> **Set problem**: Transcribe the listing exactly, leaving out every picture.

>>>>>

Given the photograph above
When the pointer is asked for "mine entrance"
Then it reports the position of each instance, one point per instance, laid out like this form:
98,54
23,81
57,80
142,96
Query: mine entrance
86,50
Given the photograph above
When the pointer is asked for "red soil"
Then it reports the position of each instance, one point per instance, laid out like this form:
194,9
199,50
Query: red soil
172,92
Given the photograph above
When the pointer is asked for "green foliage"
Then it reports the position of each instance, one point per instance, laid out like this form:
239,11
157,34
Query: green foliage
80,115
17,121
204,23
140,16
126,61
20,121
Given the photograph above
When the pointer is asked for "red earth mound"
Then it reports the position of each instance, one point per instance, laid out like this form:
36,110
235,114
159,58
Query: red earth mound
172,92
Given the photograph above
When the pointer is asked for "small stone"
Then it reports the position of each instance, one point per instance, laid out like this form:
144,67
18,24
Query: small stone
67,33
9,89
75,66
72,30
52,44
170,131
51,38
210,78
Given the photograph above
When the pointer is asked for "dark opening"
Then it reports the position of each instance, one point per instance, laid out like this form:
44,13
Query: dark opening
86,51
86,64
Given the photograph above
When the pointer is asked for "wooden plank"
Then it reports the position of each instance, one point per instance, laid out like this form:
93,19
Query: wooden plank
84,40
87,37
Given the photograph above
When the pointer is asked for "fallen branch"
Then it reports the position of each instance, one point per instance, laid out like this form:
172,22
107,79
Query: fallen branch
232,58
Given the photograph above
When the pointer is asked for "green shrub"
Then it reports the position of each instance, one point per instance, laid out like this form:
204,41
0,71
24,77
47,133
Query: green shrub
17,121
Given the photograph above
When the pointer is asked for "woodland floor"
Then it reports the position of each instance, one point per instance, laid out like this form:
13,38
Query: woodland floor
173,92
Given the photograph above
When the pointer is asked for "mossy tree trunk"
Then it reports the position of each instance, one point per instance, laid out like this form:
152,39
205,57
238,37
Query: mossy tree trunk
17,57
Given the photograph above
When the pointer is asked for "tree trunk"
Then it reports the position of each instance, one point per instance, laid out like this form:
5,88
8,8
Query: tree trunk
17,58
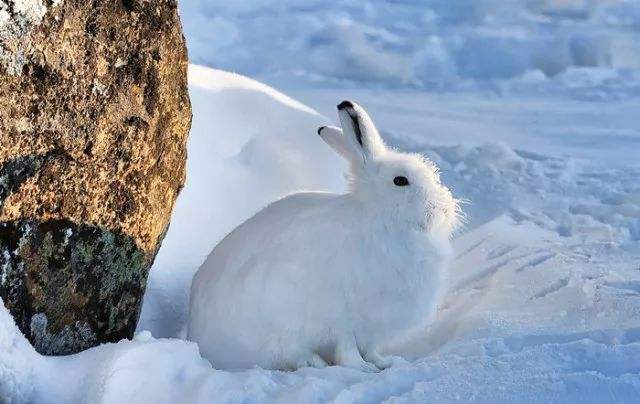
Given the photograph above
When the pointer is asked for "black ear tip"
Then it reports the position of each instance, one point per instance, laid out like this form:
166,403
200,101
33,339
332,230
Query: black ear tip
345,104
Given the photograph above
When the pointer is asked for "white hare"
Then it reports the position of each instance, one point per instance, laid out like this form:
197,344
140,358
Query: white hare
320,278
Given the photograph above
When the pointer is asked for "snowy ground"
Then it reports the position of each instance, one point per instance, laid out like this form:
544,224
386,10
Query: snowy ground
530,108
545,293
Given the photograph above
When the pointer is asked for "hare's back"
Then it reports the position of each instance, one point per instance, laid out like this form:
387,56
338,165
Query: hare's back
268,231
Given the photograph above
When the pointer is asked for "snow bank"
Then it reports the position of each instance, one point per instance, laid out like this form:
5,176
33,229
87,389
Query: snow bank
544,302
434,43
249,145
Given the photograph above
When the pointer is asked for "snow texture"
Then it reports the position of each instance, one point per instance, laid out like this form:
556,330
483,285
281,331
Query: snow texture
318,277
544,296
435,44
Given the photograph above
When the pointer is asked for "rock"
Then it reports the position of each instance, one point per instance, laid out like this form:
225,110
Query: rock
94,117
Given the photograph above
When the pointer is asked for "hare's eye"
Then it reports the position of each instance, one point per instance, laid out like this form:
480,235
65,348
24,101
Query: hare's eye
401,181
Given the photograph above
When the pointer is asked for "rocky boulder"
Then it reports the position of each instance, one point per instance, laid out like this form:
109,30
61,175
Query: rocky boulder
94,117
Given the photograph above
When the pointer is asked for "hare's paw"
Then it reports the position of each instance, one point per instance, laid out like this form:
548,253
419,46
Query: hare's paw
313,361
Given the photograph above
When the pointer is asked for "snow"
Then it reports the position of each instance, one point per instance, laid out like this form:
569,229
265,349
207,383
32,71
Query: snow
530,110
544,302
424,44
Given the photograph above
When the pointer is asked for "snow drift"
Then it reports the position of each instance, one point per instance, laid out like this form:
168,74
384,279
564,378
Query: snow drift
544,302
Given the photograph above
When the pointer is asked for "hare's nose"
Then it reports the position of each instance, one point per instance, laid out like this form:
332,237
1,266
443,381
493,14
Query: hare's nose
345,104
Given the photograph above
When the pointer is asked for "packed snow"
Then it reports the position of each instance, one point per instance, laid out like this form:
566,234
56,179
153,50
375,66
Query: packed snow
544,301
530,109
435,44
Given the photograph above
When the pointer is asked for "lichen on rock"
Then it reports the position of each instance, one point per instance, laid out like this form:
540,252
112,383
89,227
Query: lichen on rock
93,126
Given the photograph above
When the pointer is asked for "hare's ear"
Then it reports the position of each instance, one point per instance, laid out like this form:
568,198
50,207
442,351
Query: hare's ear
359,129
334,137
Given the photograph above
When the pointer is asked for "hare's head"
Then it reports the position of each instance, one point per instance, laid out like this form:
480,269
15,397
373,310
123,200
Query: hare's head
399,186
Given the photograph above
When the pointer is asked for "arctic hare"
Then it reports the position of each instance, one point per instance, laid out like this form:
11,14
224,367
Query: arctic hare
320,278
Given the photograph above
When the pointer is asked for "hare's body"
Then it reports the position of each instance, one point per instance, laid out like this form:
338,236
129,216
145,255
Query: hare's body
273,299
319,278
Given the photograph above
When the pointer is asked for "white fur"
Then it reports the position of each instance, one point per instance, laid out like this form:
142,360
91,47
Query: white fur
317,278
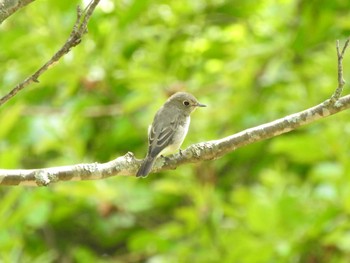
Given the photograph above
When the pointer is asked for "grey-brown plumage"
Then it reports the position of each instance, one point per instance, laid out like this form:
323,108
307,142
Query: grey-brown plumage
169,128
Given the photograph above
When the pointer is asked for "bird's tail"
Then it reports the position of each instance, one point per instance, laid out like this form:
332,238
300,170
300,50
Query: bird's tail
145,167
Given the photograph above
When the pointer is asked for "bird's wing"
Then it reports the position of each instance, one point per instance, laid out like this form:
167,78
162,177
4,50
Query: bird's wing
160,137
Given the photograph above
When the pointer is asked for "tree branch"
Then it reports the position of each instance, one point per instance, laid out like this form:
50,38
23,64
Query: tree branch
127,165
79,29
341,81
9,7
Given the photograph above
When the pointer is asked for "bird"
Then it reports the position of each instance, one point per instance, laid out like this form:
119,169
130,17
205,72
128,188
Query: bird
169,128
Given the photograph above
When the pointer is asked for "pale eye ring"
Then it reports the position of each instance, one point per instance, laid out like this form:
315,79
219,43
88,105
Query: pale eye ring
186,103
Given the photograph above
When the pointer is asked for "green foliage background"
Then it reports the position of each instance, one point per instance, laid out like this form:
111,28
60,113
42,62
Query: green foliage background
282,200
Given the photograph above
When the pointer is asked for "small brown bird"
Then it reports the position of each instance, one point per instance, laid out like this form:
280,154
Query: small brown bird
169,128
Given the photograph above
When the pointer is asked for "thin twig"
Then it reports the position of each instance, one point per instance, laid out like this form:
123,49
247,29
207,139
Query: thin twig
79,29
341,82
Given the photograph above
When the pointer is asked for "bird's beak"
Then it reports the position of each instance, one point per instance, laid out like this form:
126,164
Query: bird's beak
201,105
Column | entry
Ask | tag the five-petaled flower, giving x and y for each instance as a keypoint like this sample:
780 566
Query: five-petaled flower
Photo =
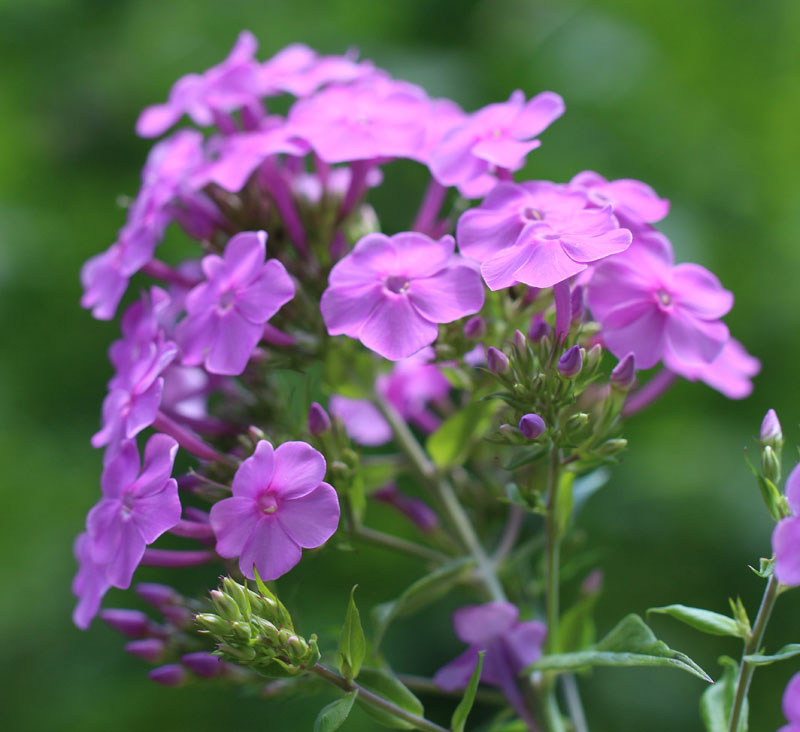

<<<<<

> **Result of the task**:
Given the photograph above
When the pointer is asked for "mine entrance"
Then it reports the position of each instance, one point per instance, laid out like this form:
98,54
23,81
57,80
142,96
Query: mine entrance
86,50
Given the photograph above
When the pointer is asked for "red soil"
Then it reports the position of each instance, one point per instance, laid out like this form:
194,9
199,50
Query: red soil
172,92
Given the photograph above
When the pointer is asked for "green foliage"
Then it reports the position of each instance, one point per instance, laid out like this form:
239,11
157,34
Query: green foliage
80,115
17,121
204,23
140,16
126,61
20,121
Given the photograph above
When the pointer is asked for "red earth mound"
Then it reports the position of each instance, one point per instance, laid out like this form:
36,110
235,114
159,58
Query: red earth mound
172,92
Given the photograph above
When the pointer is asked for "small stone"
Then it reports the position of each instance, one point per instance, laid out like this form:
144,67
18,24
Query: small stone
67,33
9,89
75,66
72,30
52,44
170,131
51,38
210,78
Given the photograph above
When the pointer is asked for "dark opening"
Then it reports the position of each instance, one point per instance, laid out like this form:
44,13
Query: dark opening
86,51
86,64
Given the photograph above
When the pointer is asked for "wooden plank"
Then it reports the position of each instance, one point per instance, laid out like this form:
93,19
Query: wooden plank
84,40
87,37
Given the photograph above
When the pointer is asked for "fallen branch"
Then it reports the position of each instance, one point per instance, laid out like this form:
172,22
107,79
Query: fallen branch
232,58
Given the photograph above
When the pointer is asked for "green shrub"
Then it reports the position of each instance, one point per instance, laid out like this form:
204,41
0,71
24,77
47,133
Query: green shrub
17,121
Given the photograph above
When the pointer is asked for "woodland floor"
Then it reports the position of each instance, one point per instance, laid out like this form:
13,38
Query: woodland floor
173,92
Given the photograph above
When the pointer is asked for "mossy tree trunk"
Then it reports the position of each instance, one point per instance, laid out like this form:
152,39
205,57
238,37
Query: mossy tree trunk
17,57
Given the photograph above
When the pointer is asked for "tree trunk"
Then it reports the position of each instance, one point per instance, laid out like this form:
5,88
8,8
Query: tree trunk
17,58
Given the photograph above
When the pointer is asked for "black ear tip"
Then it reports the position of each instance, one point per instance, laid out like this form:
166,403
200,101
33,339
332,230
Query: black ear tip
345,104
Given the photograph above
When the pointer is asked for "white hare"
Then it reports the position of each instance, one point per instance, laid out like this form:
197,344
140,358
Query: white hare
320,278
Given the photograph above
When the pointer is asked for "snowy ground"
Then it reports the position of each instance, one point per instance, laid out like this form:
544,224
386,10
Query: snowy ground
530,108
545,293
Given the photograph above
When the pointer is asked for "hare's back"
Then it reports the position of each instance, one point per instance, laid out like this form:
387,56
338,165
Query: hare's back
268,231
Given the photograph above
When the pointer is asked for "snow bank"
Then it reports the position of each instance, one point per instance, laid out like this form:
5,176
33,229
87,389
Query: snow bank
544,302
434,43
249,145
Given the photograph above
When the pointer is asked for "snow texture"
Then it reports the position of each instance, one point per instance, laid out like this form:
556,330
483,285
281,331
Query: snow texture
318,277
544,296
435,44
Given the photograph above
When the pointer is asked for "rock"
Then it reports the position of each instance, one point per instance, laid out like this form:
225,110
Query: rock
94,117
Given the photograph above
When the pointer is asked for "hare's eye"
Then it reports the position of each instance, one point per instance, laid out like this form:
480,235
65,348
24,101
Query: hare's eye
401,181
Given the photograph above
When the pointer is asked for "rocky boulder"
Then it reports the position of each instance, one point per instance, laid out like this form:
109,30
61,175
Query: rocky boulder
94,117
Given the photograph above
When the pointer is asked for "hare's paw"
Then it reports the position of each instance, one point per instance, laid out like this form:
548,253
419,46
Query: hare's paw
313,361
Given the photograph above
When the pointer is asked for "snow"
Then it reports the position of each instance, one point per instance, laid out like this form:
569,229
265,349
207,383
32,71
Query: snow
530,110
544,302
424,44
Given the photograph above
When the pointer is asked for "snow drift"
Then it reports the position of each instance, one point per instance, laid out like this form:
168,74
384,279
564,378
Query: snow drift
544,302
Given the photograph above
When the pointer is asked for "hare's nose"
Then it reports the position of each instance, one point per instance, laid out like this form:
332,237
1,266
443,381
493,14
Query: hare's nose
345,104
Given the photograph above
When the pointer is asked for "packed snow"
Then it reports the position of each instance, one point per instance, laid out like this form:
566,234
56,179
153,50
375,66
Query: packed snow
544,301
530,109
435,44
Given the photograph above
When the pointer is asked for "lichen on rock"
Then it reports the position of each instance, one point per instance, laid out like this form:
540,252
112,383
89,227
Query: lichen on rock
93,126
Given the photograph above
When the pointer is asked for "hare's ear"
Then it reports the position of each instance, one point per instance, laid out like this form:
568,198
50,207
442,351
Query: hare's ear
359,129
334,137
Given the photograph above
When the pointer is asked for "hare's head"
Then it reports the position of each instance, one point per instance, laid out like this form:
480,269
15,397
373,310
123,200
Query: hare's head
399,186
Given the photograph above
When the pointer is asked for "arctic hare"
Then it reports the position of each instance, one point per instance, laid out like this form:
11,14
224,367
Query: arctic hare
320,278
Given the photograph above
When the pointer is asked for "hare's body"
Then it reports the position of each instance, one point per instance, laid out like this form:
338,236
129,216
145,255
Query: hare's body
273,299
319,278
Given the photograph above
When the pointer is asked for "white fur"
Then it reports the position of each instance, one point per instance, laid out like this form:
142,360
91,47
Query: white fur
317,278
Given the photograph above
When the pointer is asked for "grey-brown plumage"
Then it reports the position of each instance, one point per instance, laid out like this form:
323,108
307,142
Query: grey-brown plumage
169,128
Given the photograph above
When the pointer is asked for "bird's tail"
Then it reports the position of each instance, one point per instance, laid out like this form:
332,238
300,170
300,50
Query: bird's tail
145,167
Given the photograph above
When the pointer is asked for "bird's wing"
Then it reports the position of each instance, one point per instance, laid out like this form:
167,78
162,177
4,50
Query: bird's wing
160,137
Given the photograph above
When the pointer is asked for "tree branch"
Then it reports the position of each instance, one point per instance, laid out like this form:
50,38
23,64
Query: tree branch
127,165
79,29
341,81
9,7
Given the photograph above
When the pointer is asked for "bird"
Then it reports the position of each instance, one point per instance, laid out like this form:
119,169
130,17
205,72
128,188
Query: bird
169,128
Given the photograph above
When the pointer is asked for "pale eye ring"
Then it reports the position of each instance, one point per instance, laid out like this form:
315,79
219,43
88,105
Query: pale eye ring
186,103
Given the photograph above
When the pointer is asked for "green foliage background"
Then it reports the position of each instance, one point per instance, laid out like this form:
111,28
60,113
42,62
Query: green foliage background
282,200
Given the photograph above
When the pointer is asked for "small brown bird"
Then it reports the position of each instance, one point per instance, laid out like this form:
280,154
Query: small brown bird
169,128
Given the photograph above
When the pointer is asked for "thin twig"
Then it reports the position of each instance, one point per instance, laid out like this form:
123,49
247,29
207,139
Query: thin twig
79,29
341,82
Given the photograph above
When the pointer is asked for "bird's beak"
Then it reports the position of each instance, one point per instance, laid out like this form:
126,164
Query: bird's beak
201,105
Column | entry
Ask | tag the five-petaled flower, giving x and y for each instance as a keypoint like this sample:
780 566
Query: five-petaled flower
Photo =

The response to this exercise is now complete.